■ Given problem A ■
From the post about moving SQL Server columns from INT to BIGINT, extract the passage that begins at the words "I’ve had to" and stops after "the subject, too.", copying it unchanged.
■ Given problem B ■
Write what comes next in the post about moving SQL Server columns from INT to BIGINT, starting after its final sentence.

■ Given text ■
━━━━━━━━━━━━━━━━━━━━━━━━━━━━━━
Things SQL Server vNext Should Address: Going From INT To BIGINT

Posted on June 29, 2021May 16, 2022 by Erik Darling

Historical

I’ve had to help people with this a few times recently, and it’s always a mess. If you’re lucky, you can use a technique like Andy’s to do it, but even this can be complicated by foreign keys, schemabound objects, etc. If your scenario is one big lonely table though, that can be great.

Michael J. Swart has a post where he talks about some of the things you can run into, and Keeping It Canadian™, Aaron Bertrand has a four part series on the subject, too.

Going fully international, Gianluca Sartori and Paul White have also written about the subject.
━━━━━━━━━━━━━━━━━━━━━━━━━━━━━━
■ Given entries ■
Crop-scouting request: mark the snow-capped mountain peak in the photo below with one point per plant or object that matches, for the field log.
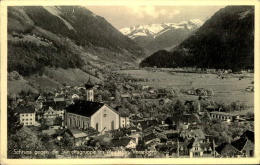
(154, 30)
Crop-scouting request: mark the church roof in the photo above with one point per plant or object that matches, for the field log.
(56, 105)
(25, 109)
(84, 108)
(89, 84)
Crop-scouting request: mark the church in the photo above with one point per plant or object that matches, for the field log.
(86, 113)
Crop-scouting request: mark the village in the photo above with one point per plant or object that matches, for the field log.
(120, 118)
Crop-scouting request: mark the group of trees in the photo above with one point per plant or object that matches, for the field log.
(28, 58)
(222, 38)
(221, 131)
━━━━━━━━━━━━━━━━━━━━━━━━━━━━━━
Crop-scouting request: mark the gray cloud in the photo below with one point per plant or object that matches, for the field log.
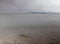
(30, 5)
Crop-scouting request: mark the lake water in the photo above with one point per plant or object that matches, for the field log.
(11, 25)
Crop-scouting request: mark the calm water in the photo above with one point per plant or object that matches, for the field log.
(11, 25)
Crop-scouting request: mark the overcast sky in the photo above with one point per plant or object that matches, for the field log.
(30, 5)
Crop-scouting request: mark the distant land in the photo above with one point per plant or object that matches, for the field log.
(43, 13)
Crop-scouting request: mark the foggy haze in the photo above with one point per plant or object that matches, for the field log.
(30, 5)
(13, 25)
━━━━━━━━━━━━━━━━━━━━━━━━━━━━━━
■ Exercise result A ■
I’ve had to help people with this a few times recently, and it’s always a mess. If you’re lucky, you can use a technique like Andy’s to do it, but even this can be complicated by foreign keys, schemabound objects, etc. If your scenario is one big lonely table though, that can be great.

Michael J. Swart has a post where he talks about some of the things you can run into, and Keeping It Canadian™, Aaron Bertrand has a four part series on the subject, too.

■ Exercise result B ■
Now that we have all that covered, let’s talk about where everything falls short: If the identity column is in the primary key, or any other indexes, you still have to drop those to modify the column even if they all have compression enabled.

El Tiablo

For example, if we have this table:

DROP TABLE IF EXISTS dbo.comp_test;

CREATE TABLE dbo.comp_test
(
    id   int PRIMARY KEY CLUSTERED 
        WITH (DATA_COMPRESSION = ROW) , 
    crap int, 
    good date, 
    bad  date,
    INDEX c (crap, id) 
        WITH (DATA_COMPRESSION = ROW),
    INDEX g (good, id) 
        WITH (DATA_COMPRESSION = ROW),
    INDEX b (bad,  id) 
        WITH (DATA_COMPRESSION = ROW)
);

And we try to alter the id column:

ALTER TABLE dbo.comp_test
    ALTER COLUMN id BIGINT NOT NULL 
WITH 
(
    ONLINE = ON
);

We get all these error messages:

Msg 5074, Level 16, State 1, Line 22
The object 'PK__comp_tes__3213E83FF93312D6' is dependent on column 'id'.
Msg 5074, Level 16, State 1, Line 22
The index 'b' is dependent on column 'id'.
Msg 5074, Level 16, State 1, Line 22
The index 'g' is dependent on column 'id'.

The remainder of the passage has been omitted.